* **Document extract**:
Mini Project

This is the part of the lab where you can be more independent. It is important that you check that the project is appropriate with Dr Hunt first.

The mini project is 50% of the final mark so you should be doing a substantial amount of work.

The purpose of this part of the project is to use the techniques you have learned on an interesting problem. You are carrying out "original" research and so justifying the particular calculations you carry out (ie what information you want to obtain), analysing your results and then forming a good well justified argument (even if it is negative) are more important than getting a definative answer.

important Check your progress regularly with a demonstrator or Dr. Hunt to ensure you are on the right track, and have not done too much or too little. In open ended projects it can be difficult to get the balance between number of calcuations vs the amount of interpretation correct (it should be about 50:50)

important Ask us questions! Early rather than late. You will get far more out of the project, and even have fun, if you have a clear idea of what you are doing. If you have problems, ask about why the problem has arisen, don't just try to fix it and move on.

* **Task instructions**: Print the passage from the mini project notes starting with "The mini project" and going on through "be about 50:50)". The listing has no connection to the mini project notes.

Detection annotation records
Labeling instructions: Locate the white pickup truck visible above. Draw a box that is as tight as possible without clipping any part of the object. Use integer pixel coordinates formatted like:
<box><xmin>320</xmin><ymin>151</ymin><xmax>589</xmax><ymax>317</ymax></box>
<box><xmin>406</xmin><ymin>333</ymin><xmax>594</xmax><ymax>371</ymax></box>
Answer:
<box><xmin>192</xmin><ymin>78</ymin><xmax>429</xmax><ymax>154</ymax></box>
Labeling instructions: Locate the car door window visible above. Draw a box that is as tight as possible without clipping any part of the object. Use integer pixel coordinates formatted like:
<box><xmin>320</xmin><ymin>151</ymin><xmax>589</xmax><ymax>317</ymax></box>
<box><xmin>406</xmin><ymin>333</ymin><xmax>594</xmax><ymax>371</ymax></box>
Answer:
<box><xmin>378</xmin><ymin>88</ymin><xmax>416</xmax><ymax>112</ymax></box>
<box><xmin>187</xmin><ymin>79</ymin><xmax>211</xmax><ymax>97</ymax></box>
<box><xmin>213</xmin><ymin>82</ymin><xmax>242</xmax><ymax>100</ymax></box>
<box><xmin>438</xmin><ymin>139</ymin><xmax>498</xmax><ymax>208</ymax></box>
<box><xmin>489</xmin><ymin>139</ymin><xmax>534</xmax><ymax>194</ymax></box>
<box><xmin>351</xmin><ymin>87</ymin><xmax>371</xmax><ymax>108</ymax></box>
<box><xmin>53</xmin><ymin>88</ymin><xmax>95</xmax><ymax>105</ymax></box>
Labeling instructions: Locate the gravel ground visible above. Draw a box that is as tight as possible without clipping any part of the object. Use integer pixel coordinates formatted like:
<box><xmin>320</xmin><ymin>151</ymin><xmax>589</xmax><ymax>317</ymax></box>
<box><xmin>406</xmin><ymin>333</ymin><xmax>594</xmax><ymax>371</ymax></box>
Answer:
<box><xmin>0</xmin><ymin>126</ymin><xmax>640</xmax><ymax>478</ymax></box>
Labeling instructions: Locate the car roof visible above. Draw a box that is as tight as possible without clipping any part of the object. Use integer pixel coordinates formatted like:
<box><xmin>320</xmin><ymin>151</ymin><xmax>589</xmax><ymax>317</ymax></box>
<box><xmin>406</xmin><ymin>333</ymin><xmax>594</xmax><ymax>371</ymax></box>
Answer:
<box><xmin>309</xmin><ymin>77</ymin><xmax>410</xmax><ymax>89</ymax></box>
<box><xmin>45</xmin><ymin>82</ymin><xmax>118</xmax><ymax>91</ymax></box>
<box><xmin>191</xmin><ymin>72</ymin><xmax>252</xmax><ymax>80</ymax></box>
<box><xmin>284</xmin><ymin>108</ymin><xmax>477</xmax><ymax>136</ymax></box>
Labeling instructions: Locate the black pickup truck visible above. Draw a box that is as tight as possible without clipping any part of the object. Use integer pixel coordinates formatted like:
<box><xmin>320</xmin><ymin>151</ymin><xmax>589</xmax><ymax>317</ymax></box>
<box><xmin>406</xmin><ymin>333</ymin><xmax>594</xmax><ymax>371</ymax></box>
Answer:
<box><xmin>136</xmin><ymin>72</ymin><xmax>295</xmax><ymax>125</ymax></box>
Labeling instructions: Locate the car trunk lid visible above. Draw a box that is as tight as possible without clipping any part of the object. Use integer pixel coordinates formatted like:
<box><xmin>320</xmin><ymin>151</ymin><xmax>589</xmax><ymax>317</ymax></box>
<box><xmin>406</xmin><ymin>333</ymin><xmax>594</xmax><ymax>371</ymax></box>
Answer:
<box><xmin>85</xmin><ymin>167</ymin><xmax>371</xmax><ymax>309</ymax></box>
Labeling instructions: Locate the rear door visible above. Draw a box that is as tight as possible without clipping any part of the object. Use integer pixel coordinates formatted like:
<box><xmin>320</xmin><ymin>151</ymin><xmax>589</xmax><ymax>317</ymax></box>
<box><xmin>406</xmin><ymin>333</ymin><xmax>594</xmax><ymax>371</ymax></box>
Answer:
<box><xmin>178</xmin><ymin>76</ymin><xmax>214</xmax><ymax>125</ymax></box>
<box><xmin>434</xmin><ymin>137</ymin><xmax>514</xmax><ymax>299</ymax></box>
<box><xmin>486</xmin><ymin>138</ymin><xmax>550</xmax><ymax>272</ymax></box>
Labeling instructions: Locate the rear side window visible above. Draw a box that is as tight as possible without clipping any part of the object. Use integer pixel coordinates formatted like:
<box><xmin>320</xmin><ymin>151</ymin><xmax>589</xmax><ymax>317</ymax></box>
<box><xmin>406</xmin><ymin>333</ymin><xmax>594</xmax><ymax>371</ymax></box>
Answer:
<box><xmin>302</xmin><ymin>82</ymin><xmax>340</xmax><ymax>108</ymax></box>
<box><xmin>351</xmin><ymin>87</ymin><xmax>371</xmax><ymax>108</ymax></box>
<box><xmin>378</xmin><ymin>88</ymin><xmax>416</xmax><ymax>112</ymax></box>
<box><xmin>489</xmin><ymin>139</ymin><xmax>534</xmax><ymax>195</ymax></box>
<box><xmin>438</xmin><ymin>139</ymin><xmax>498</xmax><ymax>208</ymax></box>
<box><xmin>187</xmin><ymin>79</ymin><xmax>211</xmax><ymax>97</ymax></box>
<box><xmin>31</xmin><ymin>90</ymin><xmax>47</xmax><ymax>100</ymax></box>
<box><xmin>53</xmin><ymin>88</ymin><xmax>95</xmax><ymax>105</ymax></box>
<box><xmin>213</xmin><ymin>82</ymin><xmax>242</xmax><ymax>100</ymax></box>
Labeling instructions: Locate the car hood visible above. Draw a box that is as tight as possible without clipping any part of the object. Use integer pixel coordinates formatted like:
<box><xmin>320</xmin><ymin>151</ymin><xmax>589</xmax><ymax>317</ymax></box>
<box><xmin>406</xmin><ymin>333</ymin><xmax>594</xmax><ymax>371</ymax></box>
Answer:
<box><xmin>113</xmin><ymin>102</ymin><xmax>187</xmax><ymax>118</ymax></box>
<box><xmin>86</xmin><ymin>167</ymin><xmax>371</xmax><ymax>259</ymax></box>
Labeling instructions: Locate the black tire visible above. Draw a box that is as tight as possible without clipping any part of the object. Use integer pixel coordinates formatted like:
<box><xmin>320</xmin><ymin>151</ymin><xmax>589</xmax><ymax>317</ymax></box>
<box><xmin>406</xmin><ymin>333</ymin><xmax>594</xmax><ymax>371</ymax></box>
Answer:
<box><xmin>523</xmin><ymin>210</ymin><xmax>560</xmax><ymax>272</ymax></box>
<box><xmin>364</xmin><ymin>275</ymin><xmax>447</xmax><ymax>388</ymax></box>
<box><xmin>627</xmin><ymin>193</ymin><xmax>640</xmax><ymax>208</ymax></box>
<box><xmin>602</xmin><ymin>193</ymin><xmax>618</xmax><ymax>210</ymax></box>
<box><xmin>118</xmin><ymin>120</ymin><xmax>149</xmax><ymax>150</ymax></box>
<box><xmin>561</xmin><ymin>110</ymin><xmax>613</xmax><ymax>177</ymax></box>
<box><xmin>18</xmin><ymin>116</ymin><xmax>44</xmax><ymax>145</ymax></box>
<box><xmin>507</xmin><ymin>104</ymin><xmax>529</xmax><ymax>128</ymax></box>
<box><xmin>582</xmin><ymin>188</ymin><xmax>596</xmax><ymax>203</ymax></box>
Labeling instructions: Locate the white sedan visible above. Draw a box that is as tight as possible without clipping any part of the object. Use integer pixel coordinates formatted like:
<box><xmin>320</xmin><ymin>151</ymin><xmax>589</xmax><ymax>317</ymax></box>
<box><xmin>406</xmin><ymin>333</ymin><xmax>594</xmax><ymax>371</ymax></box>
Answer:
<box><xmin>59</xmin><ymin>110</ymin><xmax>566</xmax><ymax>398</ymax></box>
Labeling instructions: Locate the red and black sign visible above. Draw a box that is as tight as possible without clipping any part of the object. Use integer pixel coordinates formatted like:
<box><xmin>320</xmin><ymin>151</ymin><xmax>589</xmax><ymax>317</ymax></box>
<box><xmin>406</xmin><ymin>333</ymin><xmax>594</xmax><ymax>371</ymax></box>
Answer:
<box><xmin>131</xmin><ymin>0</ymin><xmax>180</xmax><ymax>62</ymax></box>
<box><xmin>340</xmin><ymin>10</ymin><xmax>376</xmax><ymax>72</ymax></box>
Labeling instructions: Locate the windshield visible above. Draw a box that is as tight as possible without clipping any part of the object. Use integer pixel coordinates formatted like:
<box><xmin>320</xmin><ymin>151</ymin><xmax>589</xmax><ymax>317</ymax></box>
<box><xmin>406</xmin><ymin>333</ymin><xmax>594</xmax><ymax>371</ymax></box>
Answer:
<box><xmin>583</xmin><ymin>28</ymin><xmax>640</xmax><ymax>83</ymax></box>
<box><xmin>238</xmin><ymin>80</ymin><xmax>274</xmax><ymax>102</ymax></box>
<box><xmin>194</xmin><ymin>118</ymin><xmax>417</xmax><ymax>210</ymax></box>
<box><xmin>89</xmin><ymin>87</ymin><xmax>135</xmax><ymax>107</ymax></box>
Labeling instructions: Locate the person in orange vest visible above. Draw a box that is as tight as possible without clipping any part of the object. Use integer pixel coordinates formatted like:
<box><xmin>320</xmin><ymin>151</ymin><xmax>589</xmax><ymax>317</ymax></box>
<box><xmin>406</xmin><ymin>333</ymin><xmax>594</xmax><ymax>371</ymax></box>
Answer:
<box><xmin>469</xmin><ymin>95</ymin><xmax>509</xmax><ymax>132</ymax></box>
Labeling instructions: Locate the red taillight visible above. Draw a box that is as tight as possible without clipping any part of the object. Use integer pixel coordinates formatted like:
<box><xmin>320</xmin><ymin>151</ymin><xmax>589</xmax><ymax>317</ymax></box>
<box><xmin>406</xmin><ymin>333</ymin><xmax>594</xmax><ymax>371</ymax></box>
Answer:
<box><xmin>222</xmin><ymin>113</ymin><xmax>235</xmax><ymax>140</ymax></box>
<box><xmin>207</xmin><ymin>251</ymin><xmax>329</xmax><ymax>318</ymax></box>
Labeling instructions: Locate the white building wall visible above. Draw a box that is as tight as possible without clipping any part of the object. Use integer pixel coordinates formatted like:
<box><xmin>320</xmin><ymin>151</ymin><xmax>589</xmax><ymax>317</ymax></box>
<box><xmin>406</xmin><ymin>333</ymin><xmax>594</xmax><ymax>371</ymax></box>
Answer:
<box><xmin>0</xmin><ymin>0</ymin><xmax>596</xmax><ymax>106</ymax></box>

* **Solved exercise**:
The mini project is 50% of the final mark so you should be doing a substantial amount of work.

The purpose of this part of the project is to use the techniques you have learned on an interesting problem. You are carrying out "original" research and so justifying the particular calculations you carry out (ie what information you want to obtain), analysing your results and then forming a good well justified argument (even if it is negative) are more important than getting a definative answer.

important Check your progress regularly with a demonstrator or Dr. Hunt to ensure you are on the right track, and have not done too much or too little. In open ended projects it can be difficult to get the balance between number of calcuations vs the amount of interpretation correct (it should be about 50:50)